> [WORK REQUIRED]: Each entry below is to be written out exactly, and the pictures are to be left out.

(Stored data entries)
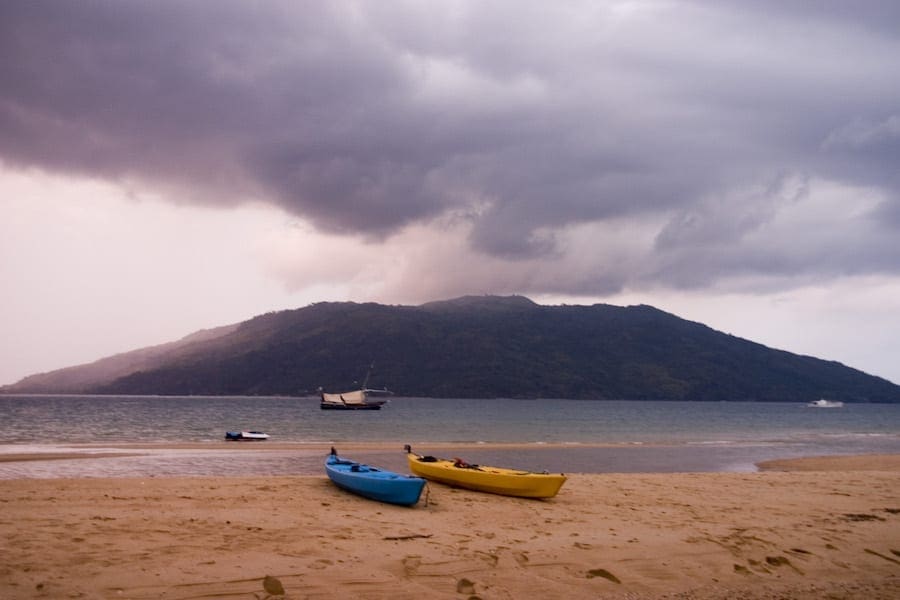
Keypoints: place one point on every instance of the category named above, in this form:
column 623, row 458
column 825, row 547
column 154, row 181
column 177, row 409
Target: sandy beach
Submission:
column 808, row 528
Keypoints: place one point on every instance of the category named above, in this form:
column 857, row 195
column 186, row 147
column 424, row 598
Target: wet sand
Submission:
column 832, row 532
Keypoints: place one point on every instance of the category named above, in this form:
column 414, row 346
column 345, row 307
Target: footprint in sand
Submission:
column 604, row 574
column 411, row 564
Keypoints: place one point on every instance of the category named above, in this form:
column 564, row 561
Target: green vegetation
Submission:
column 483, row 347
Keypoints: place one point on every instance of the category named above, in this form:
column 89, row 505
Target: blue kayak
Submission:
column 374, row 483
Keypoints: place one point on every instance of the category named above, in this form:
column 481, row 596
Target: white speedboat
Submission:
column 823, row 403
column 246, row 436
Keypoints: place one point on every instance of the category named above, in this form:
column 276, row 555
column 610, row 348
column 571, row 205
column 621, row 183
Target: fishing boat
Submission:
column 364, row 398
column 371, row 482
column 495, row 480
column 246, row 436
column 823, row 403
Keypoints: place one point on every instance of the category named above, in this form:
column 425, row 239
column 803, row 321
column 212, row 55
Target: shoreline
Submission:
column 802, row 534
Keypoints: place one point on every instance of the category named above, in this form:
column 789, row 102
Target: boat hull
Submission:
column 336, row 406
column 373, row 483
column 494, row 480
column 245, row 436
column 356, row 400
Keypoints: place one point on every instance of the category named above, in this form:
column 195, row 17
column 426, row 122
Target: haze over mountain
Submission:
column 472, row 347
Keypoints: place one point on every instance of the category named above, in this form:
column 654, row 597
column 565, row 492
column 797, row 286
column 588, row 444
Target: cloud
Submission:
column 719, row 131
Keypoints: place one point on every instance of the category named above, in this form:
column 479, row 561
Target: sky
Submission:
column 172, row 166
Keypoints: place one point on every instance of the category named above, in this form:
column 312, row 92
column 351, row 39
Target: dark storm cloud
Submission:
column 522, row 118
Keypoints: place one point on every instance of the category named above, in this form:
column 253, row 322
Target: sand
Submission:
column 813, row 528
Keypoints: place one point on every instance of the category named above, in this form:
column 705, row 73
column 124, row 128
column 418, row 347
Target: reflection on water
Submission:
column 563, row 434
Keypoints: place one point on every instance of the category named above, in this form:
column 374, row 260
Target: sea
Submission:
column 153, row 436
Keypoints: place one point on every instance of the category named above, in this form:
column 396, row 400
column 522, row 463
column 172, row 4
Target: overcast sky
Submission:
column 172, row 166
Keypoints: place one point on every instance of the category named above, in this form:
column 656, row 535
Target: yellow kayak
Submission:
column 496, row 480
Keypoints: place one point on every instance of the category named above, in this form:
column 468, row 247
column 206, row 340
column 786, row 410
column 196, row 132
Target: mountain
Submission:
column 471, row 347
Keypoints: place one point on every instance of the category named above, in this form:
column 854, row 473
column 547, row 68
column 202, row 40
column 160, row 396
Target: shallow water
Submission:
column 559, row 435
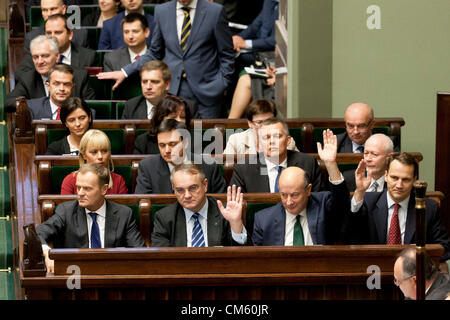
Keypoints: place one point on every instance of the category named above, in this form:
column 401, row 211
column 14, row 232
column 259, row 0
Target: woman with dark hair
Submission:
column 77, row 118
column 170, row 107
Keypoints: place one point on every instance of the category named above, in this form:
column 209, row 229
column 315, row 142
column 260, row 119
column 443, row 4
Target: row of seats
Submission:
column 7, row 291
column 52, row 170
column 36, row 19
column 144, row 207
column 122, row 133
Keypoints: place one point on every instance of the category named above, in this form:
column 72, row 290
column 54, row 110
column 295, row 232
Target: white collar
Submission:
column 100, row 211
column 403, row 204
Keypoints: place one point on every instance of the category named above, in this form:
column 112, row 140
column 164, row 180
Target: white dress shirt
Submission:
column 240, row 238
column 180, row 16
column 67, row 55
column 134, row 55
column 272, row 172
column 150, row 109
column 54, row 108
column 290, row 223
column 402, row 213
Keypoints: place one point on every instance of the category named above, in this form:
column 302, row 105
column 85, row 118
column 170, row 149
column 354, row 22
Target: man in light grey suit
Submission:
column 196, row 220
column 201, row 61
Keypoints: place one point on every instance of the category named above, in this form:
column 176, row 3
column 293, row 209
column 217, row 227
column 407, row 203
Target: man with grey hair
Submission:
column 261, row 172
column 377, row 150
column 437, row 285
column 32, row 84
column 196, row 220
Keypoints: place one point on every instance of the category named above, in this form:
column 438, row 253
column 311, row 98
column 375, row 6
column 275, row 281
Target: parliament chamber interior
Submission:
column 338, row 54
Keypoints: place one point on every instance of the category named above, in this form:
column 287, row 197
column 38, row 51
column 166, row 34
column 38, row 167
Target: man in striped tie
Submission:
column 388, row 217
column 196, row 220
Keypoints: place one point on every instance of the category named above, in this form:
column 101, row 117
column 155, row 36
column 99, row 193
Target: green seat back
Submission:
column 58, row 173
column 135, row 212
column 296, row 134
column 116, row 137
column 120, row 106
column 252, row 208
column 318, row 133
column 103, row 109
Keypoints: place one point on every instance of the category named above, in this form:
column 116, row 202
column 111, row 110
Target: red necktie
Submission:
column 394, row 236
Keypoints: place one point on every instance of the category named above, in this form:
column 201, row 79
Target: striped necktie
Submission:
column 95, row 232
column 186, row 28
column 197, row 234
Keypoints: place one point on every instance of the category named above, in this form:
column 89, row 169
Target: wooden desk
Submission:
column 236, row 273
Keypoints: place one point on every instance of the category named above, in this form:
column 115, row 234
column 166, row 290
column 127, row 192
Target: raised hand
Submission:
column 329, row 150
column 113, row 75
column 233, row 212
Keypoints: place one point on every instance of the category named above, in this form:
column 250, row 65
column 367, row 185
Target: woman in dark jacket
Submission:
column 77, row 118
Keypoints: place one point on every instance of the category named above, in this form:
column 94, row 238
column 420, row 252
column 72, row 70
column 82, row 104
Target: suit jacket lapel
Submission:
column 111, row 221
column 81, row 226
column 312, row 215
column 381, row 216
column 180, row 234
column 279, row 226
column 163, row 173
column 200, row 13
column 213, row 225
column 410, row 226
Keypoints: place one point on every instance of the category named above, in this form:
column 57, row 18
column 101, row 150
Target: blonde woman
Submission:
column 95, row 147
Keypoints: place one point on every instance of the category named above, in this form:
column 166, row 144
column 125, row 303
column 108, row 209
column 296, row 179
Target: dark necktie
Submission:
column 186, row 28
column 197, row 234
column 280, row 168
column 298, row 233
column 95, row 232
column 394, row 235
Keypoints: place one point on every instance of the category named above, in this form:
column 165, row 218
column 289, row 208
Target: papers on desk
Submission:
column 262, row 72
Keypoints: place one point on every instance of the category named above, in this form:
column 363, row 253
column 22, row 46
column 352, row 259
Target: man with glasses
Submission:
column 437, row 285
column 358, row 124
column 246, row 142
column 196, row 220
column 154, row 171
column 304, row 217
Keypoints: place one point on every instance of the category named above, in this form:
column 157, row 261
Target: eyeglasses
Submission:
column 398, row 282
column 361, row 126
column 192, row 189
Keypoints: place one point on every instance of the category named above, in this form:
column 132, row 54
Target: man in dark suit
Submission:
column 154, row 171
column 200, row 56
column 135, row 30
column 388, row 216
column 304, row 217
column 91, row 221
column 48, row 8
column 437, row 285
column 196, row 220
column 155, row 82
column 260, row 34
column 70, row 52
column 260, row 173
column 112, row 37
column 31, row 84
column 377, row 150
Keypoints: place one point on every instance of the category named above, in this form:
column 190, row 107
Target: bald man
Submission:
column 358, row 124
column 377, row 150
column 304, row 217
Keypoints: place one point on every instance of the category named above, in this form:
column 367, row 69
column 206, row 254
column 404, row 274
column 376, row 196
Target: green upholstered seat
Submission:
column 58, row 173
column 116, row 137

> [FINAL ANSWER]:
Keypoints: place one point on every instance of the category named above, in this form:
column 623, row 458
column 825, row 547
column 154, row 181
column 177, row 409
Target: sandy beach
Submission:
column 808, row 528
Keypoints: place one point on every instance of the category named above, in this form:
column 857, row 195
column 186, row 147
column 424, row 598
Target: wet sand
Submission:
column 832, row 532
Keypoints: place one point on every instance of the category named above, in this form:
column 414, row 346
column 345, row 307
Target: footprint in sand
Submission:
column 604, row 574
column 411, row 564
Keypoints: place one point on every instance of the category named above, in this form:
column 564, row 561
Target: green vegetation
Submission:
column 483, row 347
Keypoints: place one point on every instance of the category named above, in this form:
column 89, row 505
Target: blue kayak
Submission:
column 374, row 483
Keypoints: place one point on every instance of the category named above, in this form:
column 481, row 596
Target: white speedboat
Submission:
column 823, row 403
column 246, row 436
Keypoints: place one point on every instance of the category named above, in this form:
column 276, row 555
column 610, row 348
column 571, row 205
column 621, row 183
Target: fishing boat
Submission:
column 364, row 398
column 371, row 482
column 495, row 480
column 246, row 436
column 823, row 403
Keypoints: place one point on every instance of the category named above, in this form:
column 425, row 239
column 803, row 321
column 212, row 55
Target: shoreline
Submission:
column 802, row 534
Keypoints: place one point on every instance of the category named above, in this form:
column 789, row 102
Target: boat hull
Submission:
column 336, row 406
column 373, row 483
column 494, row 480
column 245, row 436
column 356, row 400
Keypoints: place one point on every instance of the category named above, in this form:
column 195, row 17
column 426, row 122
Target: haze over mountain
Submission:
column 472, row 347
Keypoints: place one point on every instance of the category named above, in this form:
column 654, row 597
column 565, row 492
column 797, row 286
column 588, row 444
Target: cloud
Submission:
column 719, row 131
Keypoints: place one point on every instance of the category named above, in this form:
column 479, row 561
Target: sky
Submission:
column 172, row 166
Keypoints: place one point on every instance of the category named above, in this form:
column 312, row 92
column 351, row 39
Target: dark storm cloud
Submission:
column 522, row 118
Keypoints: place one point on every instance of the category named above, in this form:
column 253, row 322
Target: sand
Submission:
column 813, row 528
Keypoints: place one point on every instance of the category named above, in this form:
column 705, row 73
column 124, row 128
column 418, row 347
Target: reflection on water
Submission:
column 563, row 434
Keypoints: place one point on every instance of the category named above, in this form:
column 374, row 260
Target: sea
Submission:
column 153, row 436
Keypoints: place one point on every instance of the category named above, in this form:
column 396, row 400
column 522, row 463
column 172, row 4
Target: overcast sky
Submission:
column 172, row 166
Keypoints: place one point on every instance of the category named above, in this form:
column 656, row 535
Target: yellow kayak
Submission:
column 496, row 480
Keypoints: place one point on every instance of the category named above, in this form:
column 468, row 247
column 206, row 340
column 786, row 410
column 196, row 132
Target: mountain
Submission:
column 471, row 347
Keypoints: place one point on every instance of the category named above, in this form:
column 854, row 473
column 547, row 68
column 202, row 40
column 160, row 396
Target: shallow water
Submission:
column 559, row 435
Keypoints: place one point on every instance of the category named above, in this form:
column 401, row 211
column 14, row 232
column 259, row 0
Target: woman with dark hair
Submission:
column 77, row 118
column 170, row 107
Keypoints: place one point on every instance of the category named above, in this form:
column 209, row 229
column 315, row 142
column 260, row 119
column 443, row 4
Target: row of seats
Submission:
column 7, row 291
column 52, row 170
column 36, row 19
column 144, row 207
column 122, row 133
Keypoints: place one point on every instance of the category named above, in this form:
column 72, row 290
column 54, row 110
column 295, row 232
Target: white collar
Submission:
column 100, row 211
column 403, row 204
Keypoints: place one point on every instance of the category named above, in this form:
column 112, row 140
column 164, row 180
Target: white dress shirt
Submission:
column 240, row 238
column 180, row 16
column 67, row 55
column 134, row 55
column 272, row 172
column 150, row 109
column 54, row 108
column 290, row 223
column 402, row 213
Keypoints: place one point on every instance of the category named above, in this form:
column 302, row 105
column 85, row 118
column 170, row 149
column 354, row 22
Target: man in light grey suit
Submission:
column 196, row 220
column 201, row 61
Keypoints: place one point on every instance of the category named above, in this form:
column 176, row 3
column 293, row 209
column 217, row 227
column 407, row 203
Target: man with grey hair
Submission:
column 261, row 172
column 377, row 150
column 437, row 285
column 32, row 84
column 196, row 220
Keypoints: place one point on every instance of the category named above, in this form:
column 438, row 253
column 311, row 98
column 375, row 6
column 275, row 281
Target: parliament chamber interior
Submission:
column 338, row 54
Keypoints: place one point on every instance of the category named above, in this form:
column 287, row 197
column 38, row 51
column 166, row 34
column 38, row 167
Target: man in striped tie
Submission:
column 388, row 217
column 196, row 220
Keypoints: place one point on every instance of the category named above, in this form:
column 101, row 117
column 155, row 36
column 99, row 193
Target: green seat back
Submission:
column 58, row 173
column 135, row 212
column 296, row 134
column 116, row 137
column 120, row 106
column 252, row 208
column 318, row 133
column 103, row 109
Keypoints: place one point on every instance of the category named above, in this form:
column 116, row 202
column 111, row 110
Target: red necktie
Submission:
column 394, row 236
Keypoints: place one point on every instance of the category named above, in this form:
column 201, row 79
Target: striped necktie
Submission:
column 95, row 232
column 186, row 28
column 197, row 234
Keypoints: place one point on every instance of the category named above, in this form:
column 89, row 169
Target: wooden desk
Submission:
column 236, row 273
Keypoints: place one point on every instance of the category named above, in this form:
column 115, row 234
column 166, row 290
column 127, row 192
Target: raised hand
Submission:
column 329, row 150
column 113, row 75
column 233, row 212
Keypoints: place one point on every instance of the category named above, in this form:
column 250, row 65
column 367, row 185
Target: woman in dark jacket
Submission:
column 77, row 118
Keypoints: place one point on every instance of the category named above, in this form:
column 94, row 238
column 420, row 252
column 72, row 70
column 82, row 104
Target: suit jacket lapel
Submission:
column 111, row 221
column 81, row 226
column 312, row 215
column 381, row 216
column 180, row 234
column 279, row 226
column 163, row 173
column 200, row 13
column 213, row 225
column 410, row 226
Keypoints: place one point on every instance of the category named above, in this form:
column 57, row 18
column 101, row 150
Target: blonde woman
Submission:
column 95, row 147
Keypoints: place one point on every instance of the category named above, in this form:
column 166, row 144
column 125, row 303
column 108, row 209
column 296, row 179
Target: dark necktie
Submission:
column 186, row 28
column 197, row 234
column 280, row 168
column 298, row 233
column 95, row 232
column 394, row 235
Keypoints: place one point on every instance of the category named above, in this form:
column 165, row 218
column 289, row 208
Target: papers on desk
Submission:
column 262, row 72
Keypoints: place one point on every instance of the category named above, in this form:
column 363, row 253
column 22, row 46
column 352, row 259
Target: man with glasses
Submission:
column 437, row 285
column 358, row 124
column 246, row 142
column 196, row 220
column 154, row 171
column 304, row 217
Keypoints: place one point on every instance of the category named above, in this form:
column 157, row 261
Target: eyeglasses
Submission:
column 398, row 282
column 361, row 126
column 192, row 189
Keypoints: place one point on every instance of the category named above, in this form:
column 132, row 54
Target: man in dark suit
Submission:
column 154, row 171
column 200, row 56
column 135, row 30
column 388, row 216
column 304, row 217
column 91, row 221
column 48, row 8
column 437, row 285
column 196, row 220
column 155, row 82
column 260, row 34
column 70, row 52
column 260, row 173
column 112, row 37
column 31, row 84
column 377, row 150
Keypoints: place one point on every instance of the category named above, in this form:
column 190, row 107
Target: bald man
Submission:
column 358, row 124
column 377, row 150
column 304, row 217
Keypoints: place one point on every instance of the category named above, in this form:
column 367, row 69
column 206, row 254
column 404, row 274
column 376, row 196
Target: green upholstered seat
Submission:
column 58, row 173
column 116, row 137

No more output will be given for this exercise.